Copy all of the data below word for word, leaving out the pictures.

[Dataset records]
◆ ◆ ◆ ◆ ◆

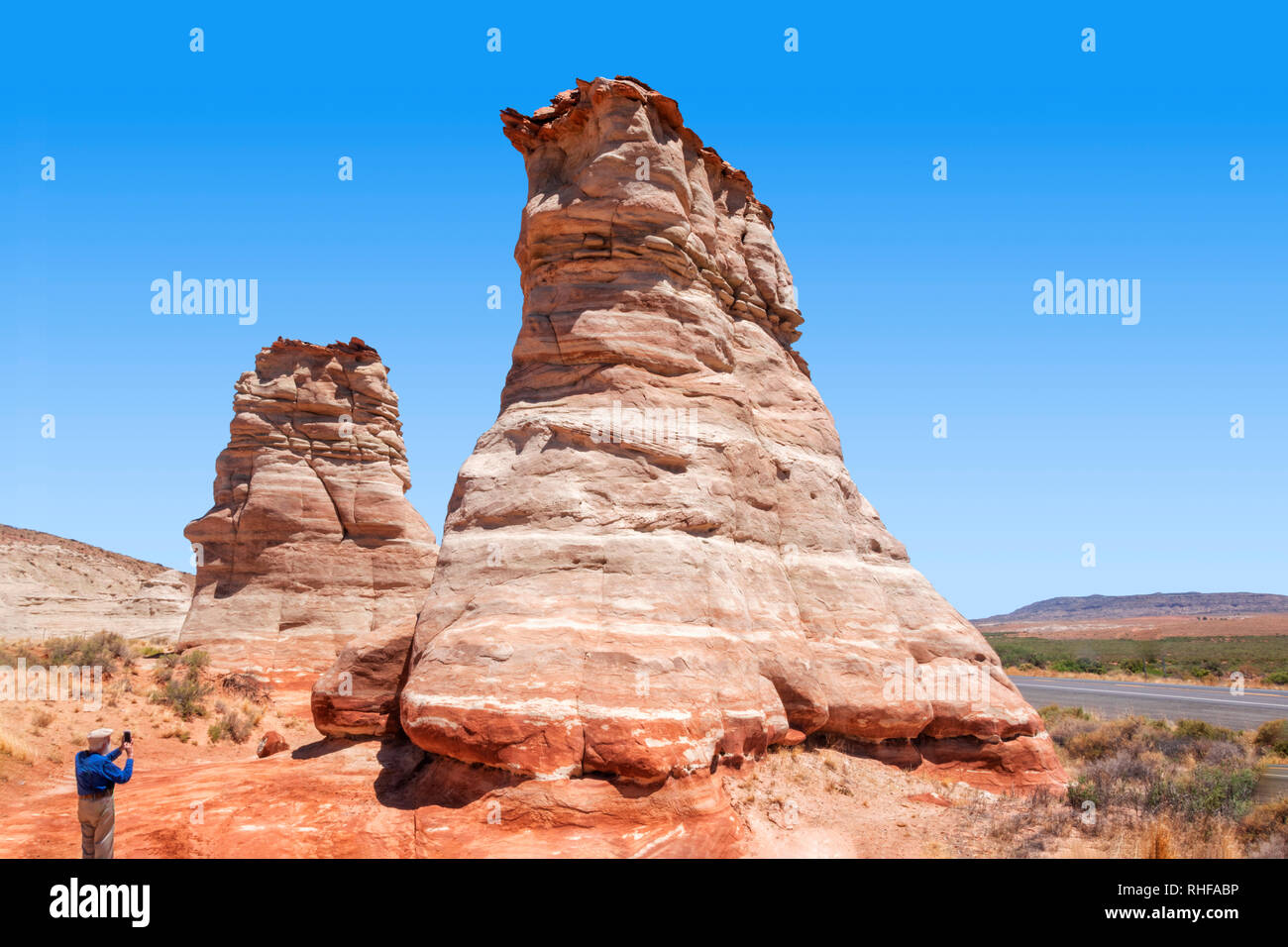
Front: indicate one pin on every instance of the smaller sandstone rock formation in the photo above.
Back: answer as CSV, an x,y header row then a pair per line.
x,y
310,543
270,744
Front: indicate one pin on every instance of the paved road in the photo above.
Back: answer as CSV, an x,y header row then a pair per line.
x,y
1170,701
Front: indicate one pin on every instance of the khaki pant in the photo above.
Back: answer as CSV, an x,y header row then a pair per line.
x,y
98,823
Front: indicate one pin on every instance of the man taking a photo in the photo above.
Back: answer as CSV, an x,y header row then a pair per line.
x,y
97,776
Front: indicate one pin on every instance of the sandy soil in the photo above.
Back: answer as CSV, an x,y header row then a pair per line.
x,y
364,799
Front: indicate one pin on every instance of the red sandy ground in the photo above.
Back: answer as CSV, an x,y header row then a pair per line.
x,y
370,799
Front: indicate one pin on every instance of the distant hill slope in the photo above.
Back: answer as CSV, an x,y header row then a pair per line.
x,y
1159,603
53,586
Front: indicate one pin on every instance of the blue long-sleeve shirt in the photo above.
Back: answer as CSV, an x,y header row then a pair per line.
x,y
95,772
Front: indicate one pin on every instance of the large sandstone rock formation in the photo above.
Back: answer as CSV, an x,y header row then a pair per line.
x,y
655,561
56,587
310,543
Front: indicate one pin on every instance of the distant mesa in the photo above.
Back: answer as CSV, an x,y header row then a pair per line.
x,y
1157,604
58,587
310,543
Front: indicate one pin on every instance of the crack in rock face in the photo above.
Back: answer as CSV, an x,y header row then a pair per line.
x,y
310,543
656,561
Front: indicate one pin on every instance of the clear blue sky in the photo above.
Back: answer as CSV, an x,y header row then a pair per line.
x,y
917,294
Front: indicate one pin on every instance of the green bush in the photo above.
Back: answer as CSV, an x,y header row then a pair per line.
x,y
1201,729
1206,791
235,723
1273,736
104,650
184,696
181,688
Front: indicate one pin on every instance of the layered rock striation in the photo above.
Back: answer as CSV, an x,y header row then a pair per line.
x,y
656,561
310,544
58,587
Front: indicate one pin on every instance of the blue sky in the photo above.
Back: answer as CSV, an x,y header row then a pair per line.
x,y
917,294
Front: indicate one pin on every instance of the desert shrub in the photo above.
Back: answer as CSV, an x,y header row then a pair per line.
x,y
1132,733
184,696
1202,729
233,723
196,660
1054,711
1206,791
244,685
1078,665
106,650
1125,780
1273,736
181,688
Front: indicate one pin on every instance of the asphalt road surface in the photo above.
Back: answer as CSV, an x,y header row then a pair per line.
x,y
1164,701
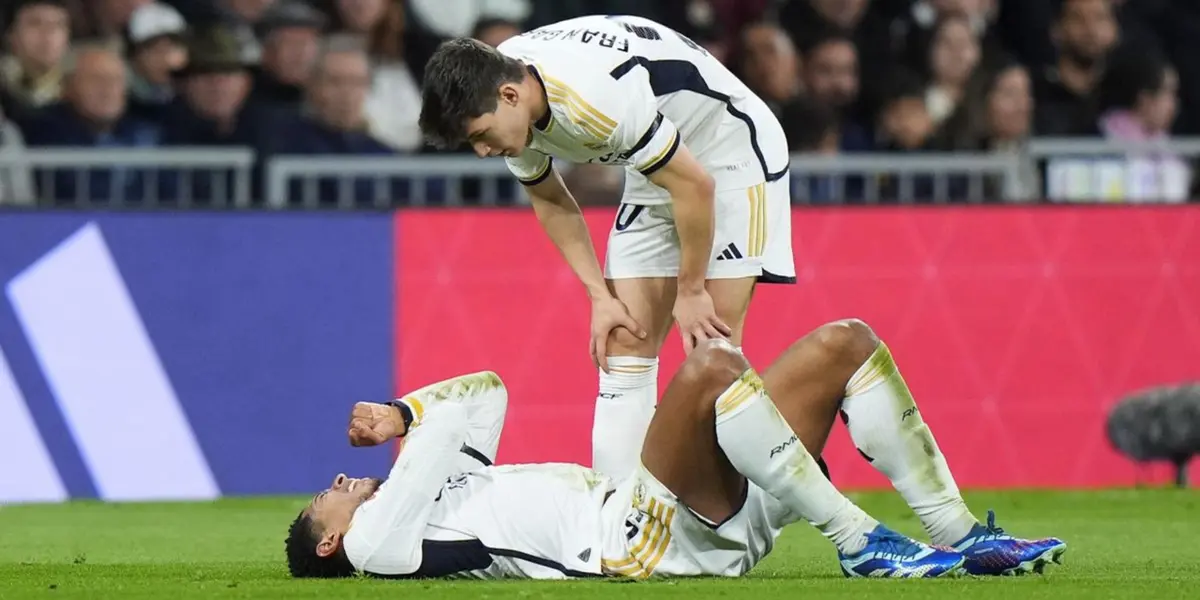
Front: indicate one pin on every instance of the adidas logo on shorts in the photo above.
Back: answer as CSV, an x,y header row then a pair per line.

◆ ◆ ◆ ◆ ◆

The response
Front: indicate one pin on every instance of the smaller sandstone rock formation in the photo above.
Back: answer as CSV, an x,y header row then a pair per line.
x,y
310,543
270,744
Front: indicate one pin on every instance of the paved road in the photo above.
Back: answer as CSV, an x,y header row then a pair per line.
x,y
1170,701
Front: indicate one pin on every instance of the khaki pant in the photo above.
Back: answer as CSV, an x,y header row then a pair per line.
x,y
98,823
Front: indicate one pin on every instance of the man taking a photo in the photo above.
Back: answer as CSV, an x,y header row then a pair per line.
x,y
97,776
Front: indicate one pin on every instance of the sandy soil in the photo above.
Back: answer as CSV, an x,y header row then a pair per line.
x,y
364,799
Front: indicate one pin on every instance of the red sandy ground in the photo above.
Back: answer as CSV, an x,y header row then a pair per line.
x,y
370,799
Front: indicate one pin on every instance of the distant hill slope in the photo above.
Back: answer as CSV, an x,y header row then a pair per line.
x,y
1159,603
53,586
Front: indicate one pin on every instance of the blue long-sleeve shirt in the photo above.
Back: answer as CSV, an x,y header row then a pair per line.
x,y
95,772
Front: indicate one pin on every instance of the large sandstone rock formation in the photo above.
Back: answer as CSV, an x,y header row then a pair per line.
x,y
655,561
56,587
310,543
Front: indicate one pin on every instance of the distant mesa in the photo above.
Back: answer as CSV, an x,y header row then a pair per line.
x,y
1157,604
58,587
310,543
Front: indicate one pin on every instance of the crack in rock face in the photo above.
Back: answer as CSV, an x,y header row then a pair per line.
x,y
310,543
656,561
Front: indicate one pin on every instance of the clear blue sky in the photo above.
Back: answer as CSV, an x,y header row then a pair per line.
x,y
917,294
Front: indicate one pin on every instance of the green bush in the photo above.
Back: answer as CSV, an x,y header row then a pair per line.
x,y
1201,729
1206,791
235,723
1273,736
104,650
184,696
181,688
Front: indicate one pin on every instance of the layered rock striation in the photo above.
Back: answer as CSV, an x,y header row then a pair per line.
x,y
656,561
310,544
58,587
Front: indicate one pin on every instance of the blue sky in the photo above.
Back: answer as CSV, an x,y header row then a pair per line.
x,y
917,294
Front: indicate one pin on every instance of the desert shrub in the photo above.
Back: answer as CSV, an x,y header row then a pair per line.
x,y
1132,733
184,696
1202,729
233,723
196,660
1054,711
1206,791
244,685
1078,665
106,650
1125,780
1273,736
181,688
Front: indicate one pin on every instance of the asphalt road surface in the photo above.
Back: answer as CSV, an x,y header row then a pair per line.
x,y
1164,701
Front: indicate one pin on every instance of the adidas logo on shorts in the photo above.
Back: answer as CSV, an x,y header row then a pair per line.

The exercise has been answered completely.